Dataset excerpts on pointing to objects:
----------
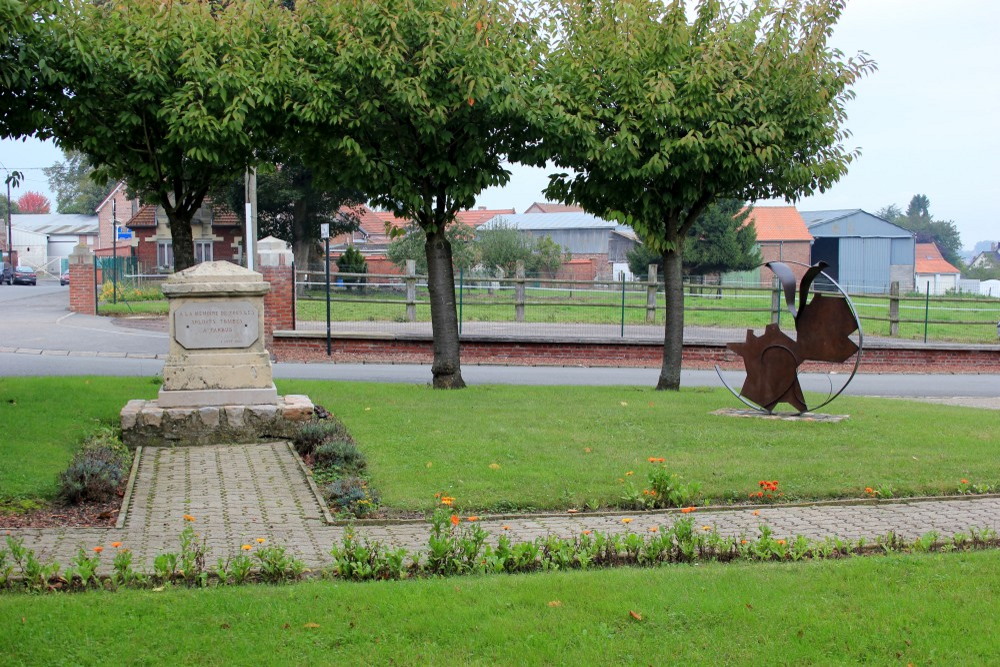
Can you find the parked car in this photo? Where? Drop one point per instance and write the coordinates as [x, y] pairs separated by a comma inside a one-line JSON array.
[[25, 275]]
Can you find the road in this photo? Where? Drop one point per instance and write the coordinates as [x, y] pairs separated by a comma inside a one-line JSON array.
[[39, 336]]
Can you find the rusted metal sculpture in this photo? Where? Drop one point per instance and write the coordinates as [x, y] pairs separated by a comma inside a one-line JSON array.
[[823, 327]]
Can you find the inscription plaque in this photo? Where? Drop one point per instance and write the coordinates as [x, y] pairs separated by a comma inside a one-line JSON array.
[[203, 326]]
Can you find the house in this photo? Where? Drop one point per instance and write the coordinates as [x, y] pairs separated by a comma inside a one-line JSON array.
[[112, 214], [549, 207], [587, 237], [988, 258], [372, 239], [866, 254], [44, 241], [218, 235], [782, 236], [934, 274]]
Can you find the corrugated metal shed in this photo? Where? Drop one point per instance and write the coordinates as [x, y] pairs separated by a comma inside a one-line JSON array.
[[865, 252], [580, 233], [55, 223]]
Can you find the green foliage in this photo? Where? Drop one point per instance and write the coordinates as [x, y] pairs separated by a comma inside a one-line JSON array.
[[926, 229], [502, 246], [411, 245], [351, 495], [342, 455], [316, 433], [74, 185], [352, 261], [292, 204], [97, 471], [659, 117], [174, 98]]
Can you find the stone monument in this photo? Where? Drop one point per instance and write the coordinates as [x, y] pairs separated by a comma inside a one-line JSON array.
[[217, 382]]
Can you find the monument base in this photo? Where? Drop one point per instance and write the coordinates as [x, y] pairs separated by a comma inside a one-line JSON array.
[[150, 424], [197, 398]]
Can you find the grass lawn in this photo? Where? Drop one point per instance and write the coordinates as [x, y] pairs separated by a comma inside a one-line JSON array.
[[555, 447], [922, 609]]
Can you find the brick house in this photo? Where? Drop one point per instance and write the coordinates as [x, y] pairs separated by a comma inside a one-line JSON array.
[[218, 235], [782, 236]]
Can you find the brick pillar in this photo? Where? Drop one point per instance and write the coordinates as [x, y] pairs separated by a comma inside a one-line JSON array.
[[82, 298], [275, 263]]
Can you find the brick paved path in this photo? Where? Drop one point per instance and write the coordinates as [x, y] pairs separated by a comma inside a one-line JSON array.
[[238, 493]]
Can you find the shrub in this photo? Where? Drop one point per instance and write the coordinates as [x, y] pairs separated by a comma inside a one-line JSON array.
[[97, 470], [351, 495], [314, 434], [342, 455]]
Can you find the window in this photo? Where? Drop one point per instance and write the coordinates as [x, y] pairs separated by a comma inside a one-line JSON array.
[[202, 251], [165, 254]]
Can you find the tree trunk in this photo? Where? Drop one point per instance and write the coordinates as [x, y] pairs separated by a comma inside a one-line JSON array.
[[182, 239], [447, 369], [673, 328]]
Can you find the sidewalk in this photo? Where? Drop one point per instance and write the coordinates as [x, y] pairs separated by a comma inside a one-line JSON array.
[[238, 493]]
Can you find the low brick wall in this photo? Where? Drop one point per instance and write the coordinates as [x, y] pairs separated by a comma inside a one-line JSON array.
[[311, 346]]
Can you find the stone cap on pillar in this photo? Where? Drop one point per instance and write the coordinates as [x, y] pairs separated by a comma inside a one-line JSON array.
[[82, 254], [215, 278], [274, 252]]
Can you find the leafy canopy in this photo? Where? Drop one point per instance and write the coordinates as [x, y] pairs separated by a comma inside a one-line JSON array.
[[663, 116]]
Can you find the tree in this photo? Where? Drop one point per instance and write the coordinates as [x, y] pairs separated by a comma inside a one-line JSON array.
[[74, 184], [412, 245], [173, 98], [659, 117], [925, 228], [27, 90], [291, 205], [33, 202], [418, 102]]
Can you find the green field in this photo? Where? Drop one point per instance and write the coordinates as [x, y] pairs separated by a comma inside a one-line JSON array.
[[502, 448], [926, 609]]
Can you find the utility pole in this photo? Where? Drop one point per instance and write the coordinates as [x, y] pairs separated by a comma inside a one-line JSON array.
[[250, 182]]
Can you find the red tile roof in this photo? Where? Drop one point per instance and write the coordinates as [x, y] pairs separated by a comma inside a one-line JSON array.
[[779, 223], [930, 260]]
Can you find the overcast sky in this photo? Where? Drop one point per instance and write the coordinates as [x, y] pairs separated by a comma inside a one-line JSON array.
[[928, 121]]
----------
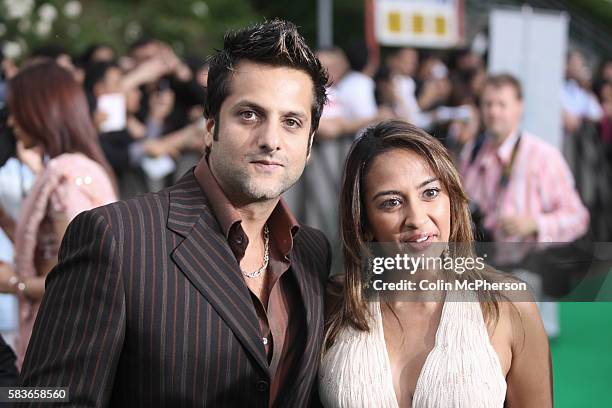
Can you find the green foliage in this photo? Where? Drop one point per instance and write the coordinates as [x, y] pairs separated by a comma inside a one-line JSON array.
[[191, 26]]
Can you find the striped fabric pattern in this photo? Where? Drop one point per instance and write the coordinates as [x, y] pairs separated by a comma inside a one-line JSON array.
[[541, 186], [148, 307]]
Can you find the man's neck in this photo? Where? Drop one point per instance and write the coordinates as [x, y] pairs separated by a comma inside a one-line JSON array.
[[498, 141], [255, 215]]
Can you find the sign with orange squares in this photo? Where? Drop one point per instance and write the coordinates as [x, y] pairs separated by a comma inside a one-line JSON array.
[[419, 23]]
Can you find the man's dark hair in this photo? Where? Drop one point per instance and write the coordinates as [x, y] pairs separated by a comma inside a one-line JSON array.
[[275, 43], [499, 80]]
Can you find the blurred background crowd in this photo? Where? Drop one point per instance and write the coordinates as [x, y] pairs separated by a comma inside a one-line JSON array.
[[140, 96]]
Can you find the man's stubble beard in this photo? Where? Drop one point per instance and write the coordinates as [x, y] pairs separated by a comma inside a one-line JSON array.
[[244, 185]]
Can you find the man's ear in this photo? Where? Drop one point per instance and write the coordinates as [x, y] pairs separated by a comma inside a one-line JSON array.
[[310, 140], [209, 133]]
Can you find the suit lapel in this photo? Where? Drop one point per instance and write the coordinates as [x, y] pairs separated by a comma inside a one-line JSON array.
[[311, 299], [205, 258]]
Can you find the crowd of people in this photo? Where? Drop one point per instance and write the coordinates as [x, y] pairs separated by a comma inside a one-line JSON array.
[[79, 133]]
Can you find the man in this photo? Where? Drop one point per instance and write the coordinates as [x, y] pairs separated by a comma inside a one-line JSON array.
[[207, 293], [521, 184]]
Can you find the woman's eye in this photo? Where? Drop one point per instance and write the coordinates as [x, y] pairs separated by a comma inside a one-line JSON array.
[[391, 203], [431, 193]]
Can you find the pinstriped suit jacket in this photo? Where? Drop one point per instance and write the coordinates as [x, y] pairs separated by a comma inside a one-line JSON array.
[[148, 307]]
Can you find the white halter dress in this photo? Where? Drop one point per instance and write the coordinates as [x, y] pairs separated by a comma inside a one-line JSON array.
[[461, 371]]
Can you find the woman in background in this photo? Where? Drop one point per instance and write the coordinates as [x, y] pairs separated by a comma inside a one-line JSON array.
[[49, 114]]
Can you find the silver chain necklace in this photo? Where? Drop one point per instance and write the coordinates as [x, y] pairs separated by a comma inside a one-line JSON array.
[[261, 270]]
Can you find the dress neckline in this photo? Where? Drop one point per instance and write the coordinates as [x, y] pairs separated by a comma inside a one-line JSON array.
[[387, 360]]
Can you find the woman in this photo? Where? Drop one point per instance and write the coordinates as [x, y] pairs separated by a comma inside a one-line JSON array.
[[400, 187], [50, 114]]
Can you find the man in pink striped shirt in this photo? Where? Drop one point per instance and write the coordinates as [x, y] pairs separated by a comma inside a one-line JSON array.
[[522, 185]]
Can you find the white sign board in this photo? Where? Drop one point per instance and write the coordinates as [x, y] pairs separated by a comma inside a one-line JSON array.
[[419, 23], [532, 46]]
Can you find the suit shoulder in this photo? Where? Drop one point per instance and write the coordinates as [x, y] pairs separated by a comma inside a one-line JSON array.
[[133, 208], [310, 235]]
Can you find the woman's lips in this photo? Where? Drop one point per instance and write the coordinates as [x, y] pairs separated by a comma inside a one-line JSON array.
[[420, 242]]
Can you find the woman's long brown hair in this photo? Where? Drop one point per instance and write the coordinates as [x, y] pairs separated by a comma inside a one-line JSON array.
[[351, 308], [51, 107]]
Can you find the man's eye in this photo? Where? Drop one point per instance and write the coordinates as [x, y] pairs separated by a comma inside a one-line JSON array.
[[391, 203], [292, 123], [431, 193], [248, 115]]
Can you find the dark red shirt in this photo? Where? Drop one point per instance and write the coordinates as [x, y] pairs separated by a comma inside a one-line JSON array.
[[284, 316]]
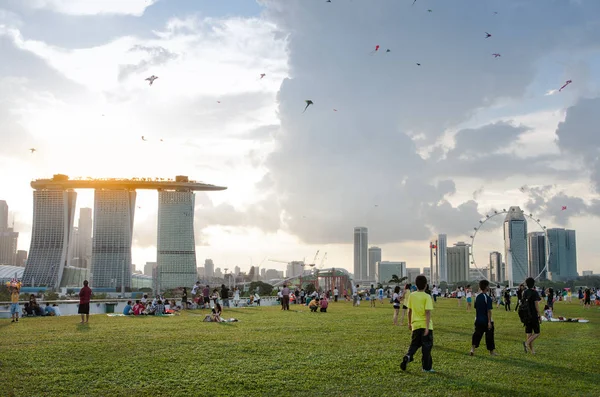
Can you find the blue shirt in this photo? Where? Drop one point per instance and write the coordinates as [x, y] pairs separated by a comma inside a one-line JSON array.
----------
SET TASK: Rewrite the data from the line with "Can you find the man in pink" up to and including the line with "[[351, 308], [51, 107]]", swapping "Drop" for "Place" throughout and leaving everything else unchanged.

RESULT:
Can you find the man in pink striped shirt in this photo? Where? Place one point per instance and write the coordinates as [x, y] pairs separated by a comma inside a one-line JSON array.
[[522, 185]]
Can you find the white sign board in this photo? Where? Place one point per instance and write the coordinates as [x, y] pairs separated by a comma inside a one-line JSON array.
[[419, 23], [532, 46]]
Can you find the suit shoulder in this photo? Where? Place one point per instance and write the coordinates as [x, y] pairs separated by a comma inside a one-line JSON array.
[[133, 208], [310, 235]]
Can you find the woman's lips in this photo? Where? Place one point per instance and write the coordinates as [x, y] pairs separated by a comma inside a one-line JSON array.
[[420, 242]]
Can you find the woman's long brown hair in this photo? Where? Place one point per instance and write the coordinates as [x, y] pairs separated by a comma inside a one-line JSON array.
[[351, 308], [51, 107]]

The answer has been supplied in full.